▶ GIVEN INSTRUCTION
Report only the number of lines in the entries below that contain the string "sunglasses".

▶ Object point labels
......
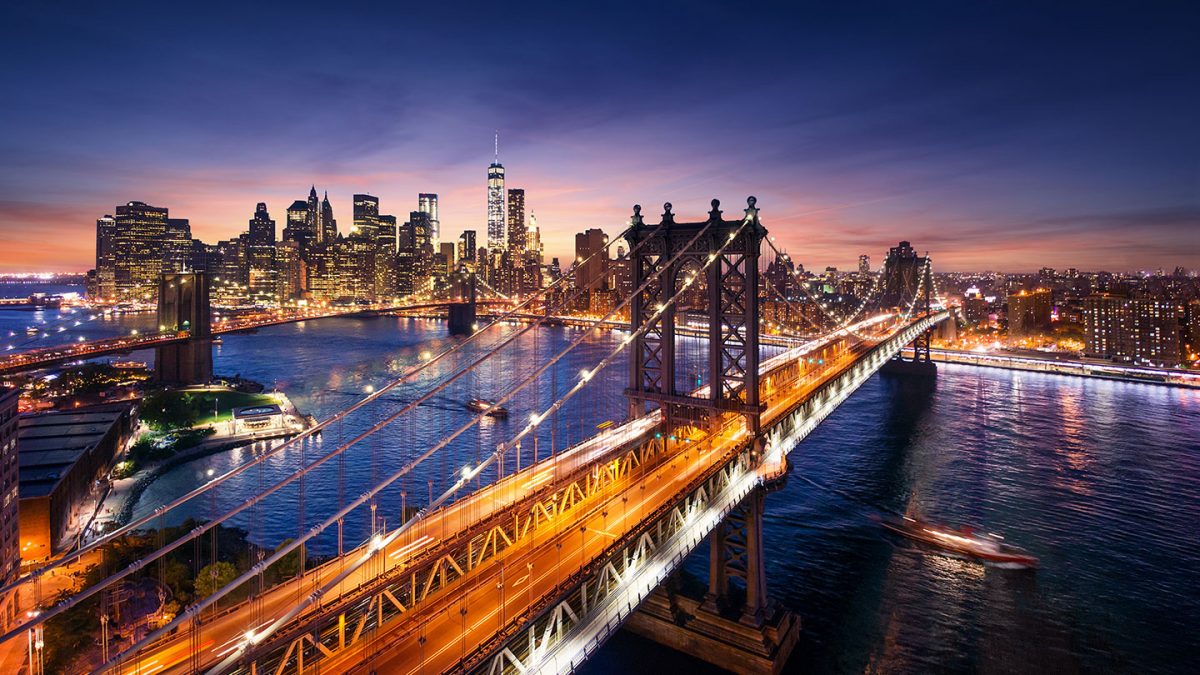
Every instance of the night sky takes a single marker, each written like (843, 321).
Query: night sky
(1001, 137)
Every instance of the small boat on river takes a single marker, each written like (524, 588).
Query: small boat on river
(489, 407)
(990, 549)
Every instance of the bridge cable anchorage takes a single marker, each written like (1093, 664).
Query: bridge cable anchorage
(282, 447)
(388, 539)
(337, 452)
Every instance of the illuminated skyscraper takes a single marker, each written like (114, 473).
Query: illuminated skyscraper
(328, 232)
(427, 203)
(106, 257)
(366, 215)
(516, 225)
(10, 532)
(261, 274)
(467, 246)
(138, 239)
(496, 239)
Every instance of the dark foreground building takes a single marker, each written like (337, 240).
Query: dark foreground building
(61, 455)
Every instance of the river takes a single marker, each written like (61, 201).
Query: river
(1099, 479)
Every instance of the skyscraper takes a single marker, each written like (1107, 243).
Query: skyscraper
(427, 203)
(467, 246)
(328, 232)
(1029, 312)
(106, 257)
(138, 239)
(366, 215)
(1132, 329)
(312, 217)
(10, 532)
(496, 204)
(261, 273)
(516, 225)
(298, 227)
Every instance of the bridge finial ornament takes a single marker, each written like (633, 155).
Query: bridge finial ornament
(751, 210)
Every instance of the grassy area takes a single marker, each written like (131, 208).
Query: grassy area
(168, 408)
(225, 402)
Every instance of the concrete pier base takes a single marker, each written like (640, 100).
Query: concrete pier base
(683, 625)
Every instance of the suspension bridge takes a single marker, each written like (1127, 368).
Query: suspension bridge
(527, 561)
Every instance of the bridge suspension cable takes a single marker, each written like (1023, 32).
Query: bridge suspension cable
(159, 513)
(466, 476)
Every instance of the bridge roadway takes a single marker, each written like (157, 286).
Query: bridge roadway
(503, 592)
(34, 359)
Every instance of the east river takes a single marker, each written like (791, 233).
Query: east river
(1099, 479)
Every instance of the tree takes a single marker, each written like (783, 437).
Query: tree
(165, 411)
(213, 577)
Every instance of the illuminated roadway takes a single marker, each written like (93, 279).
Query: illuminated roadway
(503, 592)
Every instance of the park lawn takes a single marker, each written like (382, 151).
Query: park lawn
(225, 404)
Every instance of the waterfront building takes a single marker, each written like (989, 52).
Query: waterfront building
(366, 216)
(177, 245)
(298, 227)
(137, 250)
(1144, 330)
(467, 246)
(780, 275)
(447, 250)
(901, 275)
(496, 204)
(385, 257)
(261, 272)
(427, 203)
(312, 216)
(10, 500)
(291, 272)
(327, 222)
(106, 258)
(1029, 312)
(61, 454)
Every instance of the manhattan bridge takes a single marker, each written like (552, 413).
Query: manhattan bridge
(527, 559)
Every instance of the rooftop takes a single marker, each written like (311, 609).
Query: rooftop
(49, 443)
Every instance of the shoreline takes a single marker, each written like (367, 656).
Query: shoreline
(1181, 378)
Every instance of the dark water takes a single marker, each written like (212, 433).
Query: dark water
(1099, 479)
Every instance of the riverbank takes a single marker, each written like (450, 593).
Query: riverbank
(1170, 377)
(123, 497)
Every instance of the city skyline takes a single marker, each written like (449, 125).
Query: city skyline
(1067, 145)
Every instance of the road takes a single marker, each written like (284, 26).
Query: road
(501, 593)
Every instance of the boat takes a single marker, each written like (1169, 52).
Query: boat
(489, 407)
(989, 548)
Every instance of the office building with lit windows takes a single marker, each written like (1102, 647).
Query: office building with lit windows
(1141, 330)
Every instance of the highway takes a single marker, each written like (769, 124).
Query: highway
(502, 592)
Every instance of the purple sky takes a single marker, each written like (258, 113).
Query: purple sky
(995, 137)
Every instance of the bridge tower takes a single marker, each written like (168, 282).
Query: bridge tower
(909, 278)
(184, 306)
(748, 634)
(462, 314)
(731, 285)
......
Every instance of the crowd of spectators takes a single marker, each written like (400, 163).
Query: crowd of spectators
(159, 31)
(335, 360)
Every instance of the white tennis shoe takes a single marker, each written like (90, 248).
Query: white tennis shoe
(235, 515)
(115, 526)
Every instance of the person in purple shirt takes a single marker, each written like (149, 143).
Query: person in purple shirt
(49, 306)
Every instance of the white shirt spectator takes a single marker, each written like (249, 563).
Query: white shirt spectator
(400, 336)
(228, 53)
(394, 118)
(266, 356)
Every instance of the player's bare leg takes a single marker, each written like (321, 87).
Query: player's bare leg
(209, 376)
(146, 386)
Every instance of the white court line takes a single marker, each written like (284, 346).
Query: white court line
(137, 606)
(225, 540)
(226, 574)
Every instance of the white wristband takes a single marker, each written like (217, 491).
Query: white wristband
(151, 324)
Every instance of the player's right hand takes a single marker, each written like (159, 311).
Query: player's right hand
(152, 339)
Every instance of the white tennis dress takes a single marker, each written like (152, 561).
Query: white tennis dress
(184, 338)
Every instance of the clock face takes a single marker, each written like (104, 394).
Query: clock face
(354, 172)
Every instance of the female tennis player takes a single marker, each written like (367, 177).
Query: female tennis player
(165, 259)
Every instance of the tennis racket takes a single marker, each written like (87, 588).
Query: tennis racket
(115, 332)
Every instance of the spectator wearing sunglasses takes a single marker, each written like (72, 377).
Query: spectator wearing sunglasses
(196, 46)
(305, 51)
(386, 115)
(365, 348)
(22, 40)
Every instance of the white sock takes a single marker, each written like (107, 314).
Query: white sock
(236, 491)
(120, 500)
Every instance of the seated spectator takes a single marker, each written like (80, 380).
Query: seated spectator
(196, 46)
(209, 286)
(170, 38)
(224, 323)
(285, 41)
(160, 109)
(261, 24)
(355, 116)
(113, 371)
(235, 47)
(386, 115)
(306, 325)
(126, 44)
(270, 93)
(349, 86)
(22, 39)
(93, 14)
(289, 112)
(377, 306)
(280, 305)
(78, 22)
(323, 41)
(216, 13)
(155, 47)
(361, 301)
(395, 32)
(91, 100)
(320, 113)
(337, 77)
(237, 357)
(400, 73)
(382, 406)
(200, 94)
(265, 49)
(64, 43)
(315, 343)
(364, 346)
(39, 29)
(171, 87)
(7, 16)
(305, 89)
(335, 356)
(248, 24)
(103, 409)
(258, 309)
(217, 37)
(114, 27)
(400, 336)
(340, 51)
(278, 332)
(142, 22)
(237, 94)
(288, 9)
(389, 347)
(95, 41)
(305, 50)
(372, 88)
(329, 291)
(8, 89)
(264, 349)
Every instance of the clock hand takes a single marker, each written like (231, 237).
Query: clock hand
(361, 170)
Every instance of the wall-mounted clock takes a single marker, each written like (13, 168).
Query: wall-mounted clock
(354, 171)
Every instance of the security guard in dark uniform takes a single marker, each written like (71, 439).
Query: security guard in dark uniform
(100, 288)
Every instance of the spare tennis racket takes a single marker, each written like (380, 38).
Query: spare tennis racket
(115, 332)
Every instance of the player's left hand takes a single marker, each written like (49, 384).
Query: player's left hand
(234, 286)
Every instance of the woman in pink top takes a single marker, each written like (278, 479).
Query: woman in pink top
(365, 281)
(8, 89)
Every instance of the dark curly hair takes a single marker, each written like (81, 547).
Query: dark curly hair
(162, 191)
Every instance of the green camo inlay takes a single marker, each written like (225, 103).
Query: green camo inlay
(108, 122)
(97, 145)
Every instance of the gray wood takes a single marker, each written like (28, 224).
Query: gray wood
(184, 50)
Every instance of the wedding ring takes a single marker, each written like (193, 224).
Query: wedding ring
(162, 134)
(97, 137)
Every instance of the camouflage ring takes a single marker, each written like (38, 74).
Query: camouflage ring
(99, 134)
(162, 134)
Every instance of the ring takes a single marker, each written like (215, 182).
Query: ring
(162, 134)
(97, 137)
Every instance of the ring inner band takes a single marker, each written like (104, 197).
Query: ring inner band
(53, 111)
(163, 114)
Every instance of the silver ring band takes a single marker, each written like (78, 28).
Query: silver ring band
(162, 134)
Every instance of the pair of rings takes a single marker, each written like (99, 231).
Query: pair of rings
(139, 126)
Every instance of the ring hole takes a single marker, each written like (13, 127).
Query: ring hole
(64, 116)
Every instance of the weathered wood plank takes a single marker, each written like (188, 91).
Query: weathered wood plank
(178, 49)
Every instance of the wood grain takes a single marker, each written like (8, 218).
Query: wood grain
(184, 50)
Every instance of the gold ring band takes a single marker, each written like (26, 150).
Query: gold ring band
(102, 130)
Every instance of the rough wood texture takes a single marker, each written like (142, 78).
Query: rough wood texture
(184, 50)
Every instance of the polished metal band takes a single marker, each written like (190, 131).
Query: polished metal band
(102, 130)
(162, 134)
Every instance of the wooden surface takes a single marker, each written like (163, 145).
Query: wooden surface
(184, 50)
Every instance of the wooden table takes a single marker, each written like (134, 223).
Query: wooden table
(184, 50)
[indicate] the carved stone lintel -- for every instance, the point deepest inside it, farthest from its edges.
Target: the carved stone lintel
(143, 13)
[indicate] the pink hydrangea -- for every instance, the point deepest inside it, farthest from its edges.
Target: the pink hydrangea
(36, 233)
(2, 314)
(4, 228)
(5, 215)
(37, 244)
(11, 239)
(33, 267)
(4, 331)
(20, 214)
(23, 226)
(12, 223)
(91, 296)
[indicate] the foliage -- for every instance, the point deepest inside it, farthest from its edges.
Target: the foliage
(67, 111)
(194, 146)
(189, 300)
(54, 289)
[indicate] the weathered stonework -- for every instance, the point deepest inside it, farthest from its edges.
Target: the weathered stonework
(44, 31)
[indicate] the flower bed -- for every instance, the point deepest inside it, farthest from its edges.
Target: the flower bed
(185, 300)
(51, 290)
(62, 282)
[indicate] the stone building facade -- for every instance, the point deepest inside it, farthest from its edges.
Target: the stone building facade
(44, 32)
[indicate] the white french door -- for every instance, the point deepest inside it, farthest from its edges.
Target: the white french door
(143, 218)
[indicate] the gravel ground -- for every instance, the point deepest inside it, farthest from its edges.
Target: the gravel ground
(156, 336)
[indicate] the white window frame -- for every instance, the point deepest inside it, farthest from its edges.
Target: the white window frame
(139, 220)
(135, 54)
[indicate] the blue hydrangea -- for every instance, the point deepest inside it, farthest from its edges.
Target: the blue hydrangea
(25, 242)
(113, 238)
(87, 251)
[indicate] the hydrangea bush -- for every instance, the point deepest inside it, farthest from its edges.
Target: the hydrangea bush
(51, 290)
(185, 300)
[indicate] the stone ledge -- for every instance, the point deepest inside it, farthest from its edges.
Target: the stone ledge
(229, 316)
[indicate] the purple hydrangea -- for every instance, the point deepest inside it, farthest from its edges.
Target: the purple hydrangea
......
▶ OUTPUT OF THE EXERCISE
2